--- Working data ---
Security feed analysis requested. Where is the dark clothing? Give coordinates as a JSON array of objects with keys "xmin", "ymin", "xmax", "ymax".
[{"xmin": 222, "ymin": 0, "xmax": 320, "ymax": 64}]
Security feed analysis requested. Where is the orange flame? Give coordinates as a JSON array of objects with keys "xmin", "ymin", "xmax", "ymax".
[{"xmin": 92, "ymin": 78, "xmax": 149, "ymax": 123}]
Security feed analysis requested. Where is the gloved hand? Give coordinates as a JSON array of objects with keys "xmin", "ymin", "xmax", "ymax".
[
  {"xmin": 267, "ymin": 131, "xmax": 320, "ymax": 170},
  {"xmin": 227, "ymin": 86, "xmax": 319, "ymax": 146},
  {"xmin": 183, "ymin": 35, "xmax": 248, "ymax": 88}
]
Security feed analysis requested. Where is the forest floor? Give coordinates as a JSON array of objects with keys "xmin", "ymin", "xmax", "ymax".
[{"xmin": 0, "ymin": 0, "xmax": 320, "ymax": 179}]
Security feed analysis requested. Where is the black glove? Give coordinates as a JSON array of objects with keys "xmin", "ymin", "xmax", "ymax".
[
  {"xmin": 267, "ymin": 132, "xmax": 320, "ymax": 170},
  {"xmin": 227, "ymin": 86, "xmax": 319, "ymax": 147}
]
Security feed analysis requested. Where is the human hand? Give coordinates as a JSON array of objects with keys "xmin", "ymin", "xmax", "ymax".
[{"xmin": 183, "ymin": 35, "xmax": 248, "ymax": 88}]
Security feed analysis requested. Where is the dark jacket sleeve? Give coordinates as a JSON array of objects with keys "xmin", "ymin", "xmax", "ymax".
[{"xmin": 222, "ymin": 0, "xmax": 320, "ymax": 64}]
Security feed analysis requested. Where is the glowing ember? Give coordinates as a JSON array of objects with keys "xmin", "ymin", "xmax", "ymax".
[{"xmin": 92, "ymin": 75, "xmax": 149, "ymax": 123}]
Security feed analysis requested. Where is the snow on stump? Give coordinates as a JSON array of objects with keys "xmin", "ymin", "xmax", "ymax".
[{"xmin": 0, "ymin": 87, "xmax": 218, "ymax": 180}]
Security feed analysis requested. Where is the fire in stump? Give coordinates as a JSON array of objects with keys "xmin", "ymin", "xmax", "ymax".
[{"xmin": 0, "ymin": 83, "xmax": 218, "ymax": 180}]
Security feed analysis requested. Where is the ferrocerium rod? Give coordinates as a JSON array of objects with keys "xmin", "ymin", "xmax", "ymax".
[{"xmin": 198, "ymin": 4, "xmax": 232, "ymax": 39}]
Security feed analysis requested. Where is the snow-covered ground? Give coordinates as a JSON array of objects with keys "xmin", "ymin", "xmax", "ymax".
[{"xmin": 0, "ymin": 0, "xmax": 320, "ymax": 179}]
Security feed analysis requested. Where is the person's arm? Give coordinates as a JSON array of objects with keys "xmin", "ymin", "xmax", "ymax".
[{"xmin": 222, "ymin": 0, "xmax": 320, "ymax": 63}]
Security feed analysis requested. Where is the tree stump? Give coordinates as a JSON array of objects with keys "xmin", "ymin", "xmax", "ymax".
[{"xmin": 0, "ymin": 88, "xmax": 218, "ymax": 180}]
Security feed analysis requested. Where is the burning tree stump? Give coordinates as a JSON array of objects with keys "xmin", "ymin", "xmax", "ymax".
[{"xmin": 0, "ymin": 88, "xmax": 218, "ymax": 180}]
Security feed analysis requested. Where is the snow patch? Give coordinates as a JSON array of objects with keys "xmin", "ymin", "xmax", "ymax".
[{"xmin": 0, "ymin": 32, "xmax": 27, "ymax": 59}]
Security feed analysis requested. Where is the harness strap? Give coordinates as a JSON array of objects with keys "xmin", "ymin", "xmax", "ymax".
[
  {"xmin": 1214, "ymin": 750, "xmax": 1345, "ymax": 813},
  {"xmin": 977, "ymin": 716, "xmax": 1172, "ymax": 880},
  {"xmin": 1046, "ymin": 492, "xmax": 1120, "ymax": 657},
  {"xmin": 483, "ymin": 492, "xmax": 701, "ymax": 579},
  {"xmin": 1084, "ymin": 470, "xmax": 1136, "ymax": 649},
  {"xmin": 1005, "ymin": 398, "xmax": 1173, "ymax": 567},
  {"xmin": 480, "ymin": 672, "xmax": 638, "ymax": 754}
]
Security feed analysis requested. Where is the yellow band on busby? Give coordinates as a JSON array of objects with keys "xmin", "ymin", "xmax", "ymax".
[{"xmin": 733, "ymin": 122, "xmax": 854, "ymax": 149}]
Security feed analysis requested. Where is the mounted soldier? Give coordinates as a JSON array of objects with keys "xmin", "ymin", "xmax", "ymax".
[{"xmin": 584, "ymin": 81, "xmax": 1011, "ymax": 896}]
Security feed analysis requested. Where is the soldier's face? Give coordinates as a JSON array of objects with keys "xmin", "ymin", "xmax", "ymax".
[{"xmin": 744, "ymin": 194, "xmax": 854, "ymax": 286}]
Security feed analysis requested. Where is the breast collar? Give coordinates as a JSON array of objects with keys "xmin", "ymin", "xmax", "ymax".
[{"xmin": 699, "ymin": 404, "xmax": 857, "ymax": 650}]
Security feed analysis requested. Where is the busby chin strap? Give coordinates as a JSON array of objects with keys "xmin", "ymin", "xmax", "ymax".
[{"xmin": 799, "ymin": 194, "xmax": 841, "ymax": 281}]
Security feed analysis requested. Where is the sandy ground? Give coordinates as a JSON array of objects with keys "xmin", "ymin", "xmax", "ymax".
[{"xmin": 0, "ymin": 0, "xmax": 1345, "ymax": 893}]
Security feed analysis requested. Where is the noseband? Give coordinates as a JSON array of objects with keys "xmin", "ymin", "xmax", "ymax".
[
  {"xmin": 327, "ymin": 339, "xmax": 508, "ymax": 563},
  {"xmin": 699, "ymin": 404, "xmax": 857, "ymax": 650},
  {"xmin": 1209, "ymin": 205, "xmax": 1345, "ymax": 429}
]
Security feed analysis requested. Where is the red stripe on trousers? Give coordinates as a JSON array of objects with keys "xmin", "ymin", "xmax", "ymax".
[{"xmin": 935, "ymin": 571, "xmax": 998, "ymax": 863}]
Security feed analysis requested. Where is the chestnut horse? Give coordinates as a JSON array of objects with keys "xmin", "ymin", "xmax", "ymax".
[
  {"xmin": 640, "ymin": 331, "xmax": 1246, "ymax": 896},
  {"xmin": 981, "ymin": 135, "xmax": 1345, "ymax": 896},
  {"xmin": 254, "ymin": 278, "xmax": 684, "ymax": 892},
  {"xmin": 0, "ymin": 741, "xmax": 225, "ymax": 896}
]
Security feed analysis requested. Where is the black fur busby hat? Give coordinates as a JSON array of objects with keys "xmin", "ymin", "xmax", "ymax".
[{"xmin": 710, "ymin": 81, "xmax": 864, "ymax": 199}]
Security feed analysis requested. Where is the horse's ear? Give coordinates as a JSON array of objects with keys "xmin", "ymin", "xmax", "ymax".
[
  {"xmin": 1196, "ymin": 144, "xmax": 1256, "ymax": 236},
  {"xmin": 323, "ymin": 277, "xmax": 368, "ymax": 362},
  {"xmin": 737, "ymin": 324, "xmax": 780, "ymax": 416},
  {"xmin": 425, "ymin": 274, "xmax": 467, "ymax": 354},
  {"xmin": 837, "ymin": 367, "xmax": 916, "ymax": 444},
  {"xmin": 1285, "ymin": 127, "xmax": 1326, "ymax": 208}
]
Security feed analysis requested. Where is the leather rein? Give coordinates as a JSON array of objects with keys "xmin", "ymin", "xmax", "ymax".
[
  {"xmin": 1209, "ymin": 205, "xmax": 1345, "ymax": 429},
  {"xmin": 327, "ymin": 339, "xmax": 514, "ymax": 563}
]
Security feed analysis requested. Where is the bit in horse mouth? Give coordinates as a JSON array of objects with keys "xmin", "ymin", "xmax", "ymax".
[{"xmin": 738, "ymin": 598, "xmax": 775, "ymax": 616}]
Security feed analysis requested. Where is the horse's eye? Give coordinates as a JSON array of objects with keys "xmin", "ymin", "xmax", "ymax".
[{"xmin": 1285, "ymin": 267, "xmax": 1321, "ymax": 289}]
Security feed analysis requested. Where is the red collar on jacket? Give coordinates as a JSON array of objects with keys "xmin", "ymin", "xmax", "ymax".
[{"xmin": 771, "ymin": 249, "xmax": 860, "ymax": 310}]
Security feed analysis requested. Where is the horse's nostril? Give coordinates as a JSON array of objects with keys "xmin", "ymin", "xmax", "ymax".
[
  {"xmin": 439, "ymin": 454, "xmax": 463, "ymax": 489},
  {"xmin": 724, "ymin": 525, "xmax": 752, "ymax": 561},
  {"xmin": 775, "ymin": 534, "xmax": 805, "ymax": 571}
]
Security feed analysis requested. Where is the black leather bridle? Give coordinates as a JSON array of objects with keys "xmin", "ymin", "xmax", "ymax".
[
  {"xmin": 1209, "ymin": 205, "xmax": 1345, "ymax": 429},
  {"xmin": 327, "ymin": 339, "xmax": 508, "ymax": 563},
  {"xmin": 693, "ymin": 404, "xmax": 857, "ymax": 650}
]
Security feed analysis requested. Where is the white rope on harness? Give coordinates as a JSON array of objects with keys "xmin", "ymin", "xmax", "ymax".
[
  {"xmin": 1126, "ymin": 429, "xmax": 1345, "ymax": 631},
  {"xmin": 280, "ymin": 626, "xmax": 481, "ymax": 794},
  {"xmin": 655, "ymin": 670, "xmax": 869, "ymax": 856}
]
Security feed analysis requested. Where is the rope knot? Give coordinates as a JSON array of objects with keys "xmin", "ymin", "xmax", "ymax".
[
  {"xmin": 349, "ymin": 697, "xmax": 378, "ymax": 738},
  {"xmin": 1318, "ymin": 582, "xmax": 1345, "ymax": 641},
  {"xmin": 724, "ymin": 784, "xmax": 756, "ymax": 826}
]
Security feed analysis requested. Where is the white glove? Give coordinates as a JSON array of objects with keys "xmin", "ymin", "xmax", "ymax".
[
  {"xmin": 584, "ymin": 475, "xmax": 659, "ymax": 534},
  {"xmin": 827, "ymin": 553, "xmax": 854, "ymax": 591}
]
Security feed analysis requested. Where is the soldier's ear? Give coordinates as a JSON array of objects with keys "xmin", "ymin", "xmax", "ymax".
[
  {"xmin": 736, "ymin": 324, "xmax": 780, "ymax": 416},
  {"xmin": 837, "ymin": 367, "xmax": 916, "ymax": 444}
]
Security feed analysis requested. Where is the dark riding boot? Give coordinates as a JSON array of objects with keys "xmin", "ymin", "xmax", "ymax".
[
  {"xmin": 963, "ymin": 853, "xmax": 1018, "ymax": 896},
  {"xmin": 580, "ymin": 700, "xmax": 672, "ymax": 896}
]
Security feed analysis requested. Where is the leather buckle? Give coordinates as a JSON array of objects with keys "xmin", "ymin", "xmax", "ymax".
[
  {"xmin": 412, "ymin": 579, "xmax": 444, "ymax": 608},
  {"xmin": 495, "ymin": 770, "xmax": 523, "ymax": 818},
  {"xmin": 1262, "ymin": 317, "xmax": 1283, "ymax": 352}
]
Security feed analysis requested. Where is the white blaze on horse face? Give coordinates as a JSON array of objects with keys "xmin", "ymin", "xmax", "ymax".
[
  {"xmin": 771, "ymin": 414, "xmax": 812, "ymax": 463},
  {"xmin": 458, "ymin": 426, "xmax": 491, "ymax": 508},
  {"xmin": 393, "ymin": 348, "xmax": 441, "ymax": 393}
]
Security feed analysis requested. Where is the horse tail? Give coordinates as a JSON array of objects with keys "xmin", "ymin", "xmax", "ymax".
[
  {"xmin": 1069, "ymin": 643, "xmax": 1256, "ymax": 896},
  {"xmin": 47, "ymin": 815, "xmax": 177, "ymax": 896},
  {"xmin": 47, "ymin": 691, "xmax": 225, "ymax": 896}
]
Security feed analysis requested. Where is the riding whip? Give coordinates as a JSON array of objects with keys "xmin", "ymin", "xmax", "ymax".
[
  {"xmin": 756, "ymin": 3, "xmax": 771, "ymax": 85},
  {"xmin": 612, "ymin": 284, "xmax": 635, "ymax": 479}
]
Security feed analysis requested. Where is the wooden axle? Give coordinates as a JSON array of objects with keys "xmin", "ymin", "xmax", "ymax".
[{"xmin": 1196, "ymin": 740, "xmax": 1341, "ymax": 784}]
---
◆ What is needed ◆
Identify every line in the listing above that contains the string "strap" and reproduce each of those lines in full.

◆ The solution ◆
Security feed analysis requested. Where is the harness strap? Give coordinates as a JSON array of objects with keys "xmin", "ymin", "xmax", "ymax".
Security feed analysis requested. Where is the busby chin strap? Give coordinates as a JSON array of objects with keys "xmin", "ymin", "xmax", "ymax".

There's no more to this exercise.